== Extracted text ==

----

I had a colleague once who was an 'office rival', you know the type of person
you can't stand and are always one-upping (told you this was going to be
petty, but in my defense, _he started it_ ). So one day we were moving offices
and we needed something for the new office. (Sane companies would have had one
person doing this but let's say we were a caricature of 'scrappy startup where
everybody wears every hat'). There was one item that is basically like a
'staple' for office furnishing - let's say it was perfectly standardized
desks. Or plants to put in the hallways, something even more mundane than
desks.

Anyway this other guy had me beat on price from every supplier (everyone in
the office was basically one-upping everyone else on how cheap they could get
things, to the point where I spend days making my own cat5 cables). But I got
the same quotes (within a few percent) from at least 5 suppliers, using just
the standard 'what's your best price' beginner negotiation playbook. After
that I thought screw this, I'll just lay it out. (let's say this general price
was I got around 12k, and the 'other guy' got it for 11k).

So I went to a 6th supplier, let them do their sales spiel in their showroom,
and said (pretty much as blunt as I put it here) "Listen, you probably have a
great product but I don't care, I'm buying on price. Everyone else like
supplier X, Y and Z have given me these and these prices" (I showed him the
offers I got). "There is another guy at my office who got prices around 11k. I
want to beat this other guy, and you want to sell. The only way you will sell
to me is if you can come in with a price below 10k. Let's not do a sales dance
here. Can you do this?".

----

== Data section ==

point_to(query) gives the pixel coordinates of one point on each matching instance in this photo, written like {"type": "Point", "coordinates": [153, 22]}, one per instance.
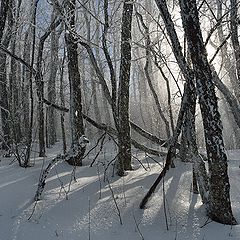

----

== Instructions ==
a) From the office rival story, echo everything from "Anyway this other" down to "it for 11k).".
b) In the office rival story, what price did the narrator tell the sixth supplier it had to come in under to make the sale?

== Task-by-task answers ==
a)
Anyway this other guy had me beat on price from every supplier (everyone in
the office was basically one-upping everyone else on how cheap they could get
things, to the point where I spend days making my own cat5 cables). But I got
the same quotes (within a few percent) from at least 5 suppliers, using just
the standard 'what's your best price' beginner negotiation playbook. After
that I thought screw this, I'll just lay it out. (let's say this general price
was I got around 12k, and the 'other guy' got it for 11k).

b) 10k